▸ **Esplora il materiale**
[1] Trascrivi dal brano su Kiki Smith il passo che comincia con le parole "La sua attenzione, dapprima" e si chiude dopo le parole "quasi in toto.".
[2] Prosegui il brano su Kiki Smith a partire dalla sua ultima frase.

▸ **Estratto del testo**
......

La sua attenzione, dapprima orientata per l’appunto verso l’interno del corpo umano, si è spostata poi, a partire dagli anni Novanta, verso l’esterno, abbracciando anche il mondo naturale e il cosmo(3). L’intento è stato ed è tutt’ora, quello di descrivere il ciclo della vita, nell’ottica di sacralizzare la presenza di un legame viscerale tra genere umano e mondo animale. Kiki Smith prova insomma, attraverso la sua ricerca, a restituire alla collettività un vincolo naturale che il tempo ha cancellato, a trasmettere la narrazione di una relazione innata che l’essere umano oscura e rimuove quasi in toto.

E’ proprio entro questa traiettoria che si collocano i lavori esposti alla Lorcan’O Neill; mai mostrati al pubblico fino ad ora, questi si caratterizzano per la pluralità di tecniche artistiche messe in atto: fra arazzi, sculture e disegni a matita e foglia d’oro, il mondo narrato da Kiki Smith prende forma, descrivendo fiabeschi scenari intrisi di mitologia e spiritualità. Gli arazzi, realizzati in Belgio col telaio Jacquard, mostrano delle dimensioni straordinarie. Essi sembrano volersi collocare a metà strada fra i bestiari medievali e le immagini fiabesche, queste ultime popolate da una fauna che scopre il suo habitat ideale all’interno di atmosfere di elevata liricità. Un’opera come Fortune (2014, Fig1) inoltre, ben ci fa comprendere quanto l’artista sia attenta al dettaglio: lo era in passato quando orientava le sue ricerche sul corpo; lo è ora quando, con profonda minuzia, rappresenta il manto del cerbiatto definendo il pelo uno ad uno conferendogli quel tocco di luminosità che è proprio dell’animale in questione.

Volatili e una volpe sono invece i soggetti delle sculture in bronzo, quasi tutte realizzate nel 2016. Le opere richiamano, nei titoli prescelti, la posizione assunta dagli animali nell’esatto momento in cui essi sono rappresentati: è così che l’uccello di vedetta diventa Perch (Appollaiato) o quello che mostra le piume Mantle. Coming day (2016, Fig2) invece, rappresenta una colomba nell’atto di aprire le ali e spiccare il volo; è proprio “il giorno che verrà” ad essere al centro di quest’opera: Kiki Smith riprende il ciclo della vita, riavvolge il nastro del passato per spiccare il volo entro un nuovo futuro dove trova spazio la relazione fra il mondo animale e quello umano.

......

(Voci del dataset)
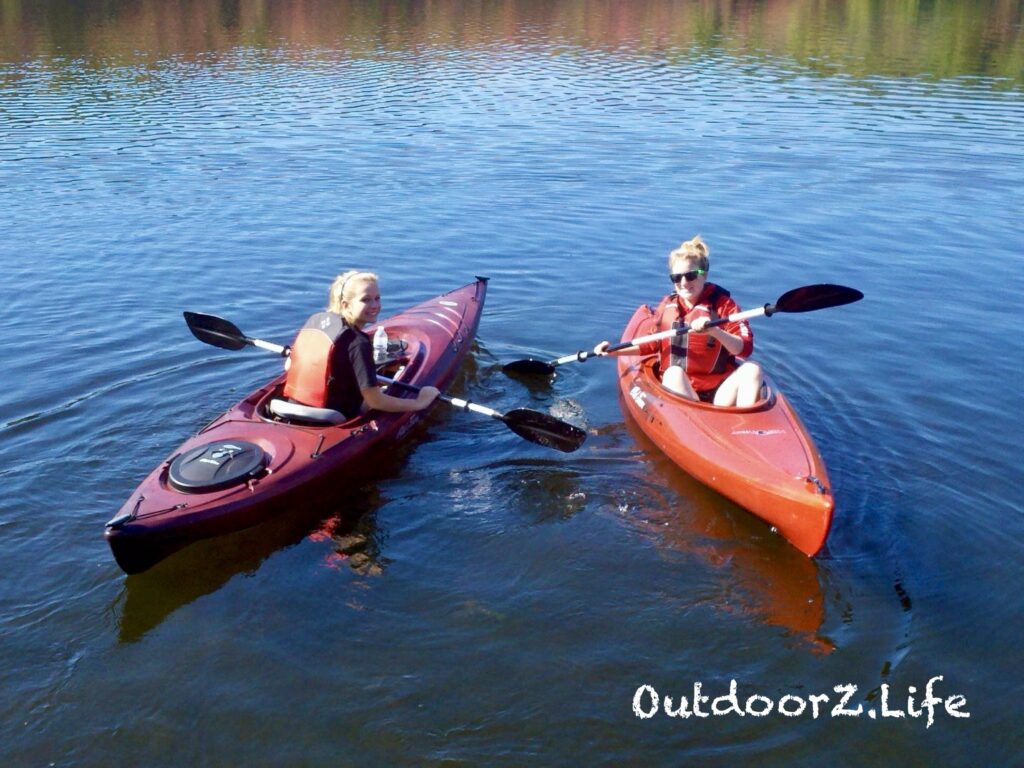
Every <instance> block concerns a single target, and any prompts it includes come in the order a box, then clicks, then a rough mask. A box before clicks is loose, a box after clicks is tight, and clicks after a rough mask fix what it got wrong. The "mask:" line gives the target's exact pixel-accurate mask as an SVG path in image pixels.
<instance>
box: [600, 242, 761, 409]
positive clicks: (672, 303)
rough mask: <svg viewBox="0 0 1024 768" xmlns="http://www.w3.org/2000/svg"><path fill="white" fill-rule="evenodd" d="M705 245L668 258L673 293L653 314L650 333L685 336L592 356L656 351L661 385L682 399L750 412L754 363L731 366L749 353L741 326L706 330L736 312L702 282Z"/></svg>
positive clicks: (706, 262)
mask: <svg viewBox="0 0 1024 768" xmlns="http://www.w3.org/2000/svg"><path fill="white" fill-rule="evenodd" d="M709 253H710V251H709V249H708V245H707V244H706V243H705V242H703V240H701V239H700V236H699V234H698V236H696V237H695V238H693V240H688V241H686V242H685V243H683V244H682V245H681V246H680V247H679V248H677V249H676V250H675V251H673V252H672V253H670V254H669V279H670V280H671V281H672V283H673V285H674V286H675V292H674V293H672V294H670V295H669V296H667V297H666V298H665V300H664V301H663V302H662V304H660V305H659V306H658V309H657V311H656V312H655V323H656V325H657V328H655V329H654V331H655V332H656V331H663V330H668V329H670V328H679V327H680V326H682V325H686V327H687V328H688V329H689V333H687V334H685V335H683V336H676V337H674V338H671V339H663V340H662V341H660V343H659V342H656V341H651V342H647V343H645V344H640V345H639V346H637V345H634V346H631V347H626V348H624V349H620V350H616V351H614V352H608V351H607V348H608V342H607V341H602V342H601V343H600V344H598V345H597V346H596V347H594V352H595V353H596V354H652V353H653V352H656V351H660V355H662V360H660V366H662V371H663V374H662V384H663V385H664V386H665V387H666V388H667V389H671V390H672V391H674V392H677V393H678V394H681V395H683V396H684V397H689V398H690V399H694V400H696V399H699V400H701V401H703V402H713V403H714V404H716V406H740V407H748V406H753V404H754V403H755V402H757V401H758V398H759V397H760V396H761V384H762V381H763V375H762V372H761V367H760V366H759V365H758V364H757V362H751V361H743V362H740V361H739V360H737V359H736V358H737V357H748V356H749V355H750V354H751V352H752V351H753V350H754V334H753V333H752V331H751V328H750V325H749V324H748V323H746V321H740V322H739V323H726V324H724V325H722V326H715V327H711V328H709V324H711V322H712V321H715V319H718V318H719V317H727V316H728V315H730V314H733V313H735V312H738V311H739V305H738V304H737V303H736V302H735V301H733V300H732V297H731V296H729V292H728V291H726V290H725V289H724V288H721V287H719V286H716V285H715V284H714V283H709V282H708V281H707V275H708V270H709V267H710V265H711V261H710V259H709Z"/></svg>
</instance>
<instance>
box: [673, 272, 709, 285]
mask: <svg viewBox="0 0 1024 768" xmlns="http://www.w3.org/2000/svg"><path fill="white" fill-rule="evenodd" d="M707 273H708V270H707V269H691V270H690V271H688V272H673V273H672V274H670V275H669V280H671V281H672V282H673V283H676V284H679V283H682V282H683V281H684V280H685V281H686V282H687V283H692V282H693V281H695V280H696V279H697V275H699V274H707Z"/></svg>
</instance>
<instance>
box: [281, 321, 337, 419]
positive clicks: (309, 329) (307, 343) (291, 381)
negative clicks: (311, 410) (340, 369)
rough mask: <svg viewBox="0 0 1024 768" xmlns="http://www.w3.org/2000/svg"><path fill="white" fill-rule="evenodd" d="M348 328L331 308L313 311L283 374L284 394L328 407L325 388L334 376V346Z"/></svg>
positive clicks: (300, 329) (294, 398) (314, 403)
mask: <svg viewBox="0 0 1024 768" xmlns="http://www.w3.org/2000/svg"><path fill="white" fill-rule="evenodd" d="M346 330H348V326H346V325H345V322H344V321H343V319H342V318H341V317H340V316H339V315H337V314H335V313H334V312H316V314H314V315H312V316H311V317H310V318H309V319H307V321H306V324H305V325H304V326H303V327H302V328H301V329H300V330H299V333H298V335H297V336H296V337H295V341H294V342H293V343H292V352H291V355H290V364H289V368H288V376H287V377H286V378H285V392H284V394H285V397H287V398H289V399H291V400H295V401H296V402H301V403H302V404H304V406H312V407H313V408H327V406H328V392H329V390H330V386H331V381H332V380H333V379H334V371H332V369H331V366H332V360H333V359H334V354H333V353H334V348H335V346H336V345H337V343H338V340H339V339H340V338H341V335H342V334H343V333H344V332H345V331H346Z"/></svg>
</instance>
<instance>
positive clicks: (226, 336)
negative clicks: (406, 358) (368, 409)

......

▸ **Risultati per compito**
[1]
La sua attenzione, dapprima orientata per l’appunto verso l’interno del corpo umano, si è spostata poi, a partire dagli anni Novanta, verso l’esterno, abbracciando anche il mondo naturale e il cosmo(3). L’intento è stato ed è tutt’ora, quello di descrivere il ciclo della vita, nell’ottica di sacralizzare la presenza di un legame viscerale tra genere umano e mondo animale. Kiki Smith prova insomma, attraverso la sua ricerca, a restituire alla collettività un vincolo naturale che il tempo ha cancellato, a trasmettere la narrazione di una relazione innata che l’essere umano oscura e rimuove quasi in toto.

[2]
I disegni, tutti su carta Kitikata, sono realizzati prevalentemente a matita e foglia d’oro e talvolta mostrano l’aggiunta di glitter. La combinazione tra questi elementi è straordinaria, e riflette la capacità dell’artista di padroneggiare le tecniche più disparate, cogliendo elementi del passato e fondendoli con quelli del presente. I disegni rappresentano delle colombe: non si tratta di una serie, bensì –come le ha definite la stessa artista- di frames di una sequenza.

Accanto al mondo lirico e poetico di Kiki Smith, trovano spazio le colorate creazioni dal sapore pop di Betty Woodman (1930), madre della fotografa Francesca Woodman. Alla Lorcan’O Neill, accanto alla sua amica Kiki, l’artista presenta gli esiti della sua ricerca dal 2003 al 2016: questi testimoniano una straordinaria capacità citazionista dal sapore espressionista, in una chiave però del tutto personale che conduce l’artista a fondere insieme scultura e pittura. Del resto la Woodman nasce come ceramista, manifestando da sempre una spiccata attitudine per la decorazione, senza però mai staccare le sue radici dalla storia dell’arte.

La sua è comunque una matrice artigianale, di cui l’artista peraltro va molto fiera: «Vorrei spiegare chi sono io e quali sono le mie origini nel mio rapporto con la ceramica. Sessantasette anni fa, quando ero una studentessa di scuola superiore, modellai una brocca in ceramica. La magia della creta e dello smalto, la loro capacità di trasformarsi da morbidi e malleabili a lucenti e duri tramite il fuoco e la cottura, mi tolse il fiato, come accade tuttora. Da quel momento sono diventata una vasaia. Finita la scuola negli Stati Uniti, nel 1951, sono venuta a Firenze. Qui ho scoperto la ceramica italiana e l’uso della decorazione per abbellire e definire la forma. L’argilla a bassa temperatura permette una gamma di colori che non sarebbe possibile ottenere nel gres e nella ceramica d’ispirazione orientale, a quel tempo oggetto di studio e insegnamento nelle scuole statunitensi. Così adesso racconto un’esperienza di lavoro con la creta e gli smalti che prosegue da allora» (4).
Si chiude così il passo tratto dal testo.